* Your assignment *
List all lines in the material below that contain "located".

━━━━━━

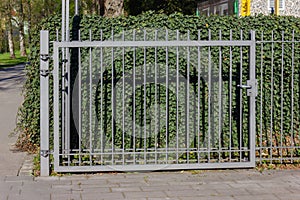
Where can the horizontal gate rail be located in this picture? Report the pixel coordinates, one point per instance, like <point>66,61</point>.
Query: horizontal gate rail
<point>175,43</point>
<point>207,152</point>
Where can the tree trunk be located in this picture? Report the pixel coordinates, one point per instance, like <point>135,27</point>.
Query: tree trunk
<point>21,29</point>
<point>113,8</point>
<point>10,40</point>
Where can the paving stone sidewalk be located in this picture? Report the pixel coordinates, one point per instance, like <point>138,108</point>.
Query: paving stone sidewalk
<point>223,185</point>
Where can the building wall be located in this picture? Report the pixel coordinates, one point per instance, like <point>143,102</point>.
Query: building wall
<point>216,7</point>
<point>292,7</point>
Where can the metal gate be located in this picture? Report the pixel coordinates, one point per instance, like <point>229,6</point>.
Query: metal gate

━━━━━━

* Output for this exercise *
Where can the horizontal gate rail be located in this picture? Report the pixel coordinates, one point per instance, like <point>66,61</point>.
Where can the tree trunk be located in this picture? Report the pixel coordinates, one point per instance, like <point>135,27</point>.
Where can the paving stone sidewalk be located in this picture? Report the pixel coordinates, one point per instance, like <point>138,108</point>.
Where can the building wall be located in this picture? Report the pixel coordinates, one point per instance, like <point>143,102</point>.
Where can the metal gate be located in this picture? Report the pixel coordinates, one point per instance, like <point>229,6</point>.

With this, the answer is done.